### Qué se pide:
• A. Según el texto sobre el fotógrafo, ¿en qué año ganó el World Press Photo la imagen del rostro mutilado del joven hutu?
• B. Continúa el texto sobre el fotógrafo y el sufrimiento humano a partir del punto en que termina.

### Texto proporcionado:
———

Allí, en el país centroafricano, tomó una de sus instantáneas más conocidas, merecedora en 1994 del World Press Photo, el rostro mutilado de un joven hutu sospechoso de simpatizar con los tutsi. «Él no podía hablar, pero captó lo que estaba haciendo y se giró incluso hacia la luz para que la fotografía quedara mejor, como si comprendiera que sus cicatrices podían comunicar algo al resto del mundo».

Después del desastre de la intervención en Somalia ningún gobierno quería llamar a las cosas por su nombre para evitar así la obligación de una intervención armada. «Recuerdo que me obsesioné con que los políticos aceptaran que la palabra apropiada para lo que había sucedido era genocidio». Las consecuencias forman parte de uno de los episodios más negros de la historia. 

El fotógrafo y el hambre

La capacidad de sufrimiento del hombre parece infinita, su fuerza de voluntad cuando, aun perdido todo, consigue levantarse y sigue andando. «Quiero hacer justicia con la experiencia de estas personas. ¿Cómo se puede hablar de ‘fatiga de la compasión’? Si ellos siguen luchando por vivir, ¿cómo podemos nosotros perder la fe?», pregunta a los presentes señalando una fotografía de un varón somalí que se arrastra, solo huesos, por la tierra seca.

———

### Ítems listados:
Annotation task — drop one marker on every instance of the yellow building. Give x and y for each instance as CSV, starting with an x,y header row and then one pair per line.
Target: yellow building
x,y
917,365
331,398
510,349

———

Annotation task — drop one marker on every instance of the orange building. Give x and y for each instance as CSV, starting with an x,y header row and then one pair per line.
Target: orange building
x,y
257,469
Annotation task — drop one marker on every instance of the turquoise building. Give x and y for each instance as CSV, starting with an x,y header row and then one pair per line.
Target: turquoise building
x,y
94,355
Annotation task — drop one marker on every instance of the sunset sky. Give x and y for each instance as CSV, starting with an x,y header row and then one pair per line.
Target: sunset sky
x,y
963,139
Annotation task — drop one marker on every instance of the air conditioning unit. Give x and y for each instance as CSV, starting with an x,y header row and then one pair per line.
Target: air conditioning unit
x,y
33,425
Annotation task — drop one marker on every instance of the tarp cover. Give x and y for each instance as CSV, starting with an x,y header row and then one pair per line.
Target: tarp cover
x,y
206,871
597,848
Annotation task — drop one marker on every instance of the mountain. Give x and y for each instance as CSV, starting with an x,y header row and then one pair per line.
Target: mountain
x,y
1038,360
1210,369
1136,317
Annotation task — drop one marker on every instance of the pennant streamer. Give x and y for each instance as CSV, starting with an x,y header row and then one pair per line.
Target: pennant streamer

———

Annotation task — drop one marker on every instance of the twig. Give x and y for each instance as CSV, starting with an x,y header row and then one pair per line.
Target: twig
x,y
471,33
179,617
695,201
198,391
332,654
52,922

———

### Respuestas del ejercicio:
• A. En 1994.

• B.
«El hambre, como arma de destrucción masiva, es primitiva y eficaz». El tiempo congelado de la fotografía concede el tiempo necesario para detenernos ante la mirada de las víctimas, de una manera muy diferente a lo que hace la televisión. «Son momentos individuales, nada más, pero juntos forman una narrativa fragmentada, un mosaico con el que intento comprender lo que está sucediendo».

El mosaico cobró sentido el 11 de septiembre de 2001. Dio la causalidad de que aquel día estaba en su apartamento de Nueva York, cerca de las Torres Gemelas. «Con el impacto del segundo avión fui consciente de que aquello era obra de Bin Laden y de que EEUU invadiría Afganistán. Llevaba años tomando fotografías en el mundo islámico pensando que eran conflictos diferentes, pero en Nueva York entendí que todo estaba conectado: todo son capítulos de una misma historia».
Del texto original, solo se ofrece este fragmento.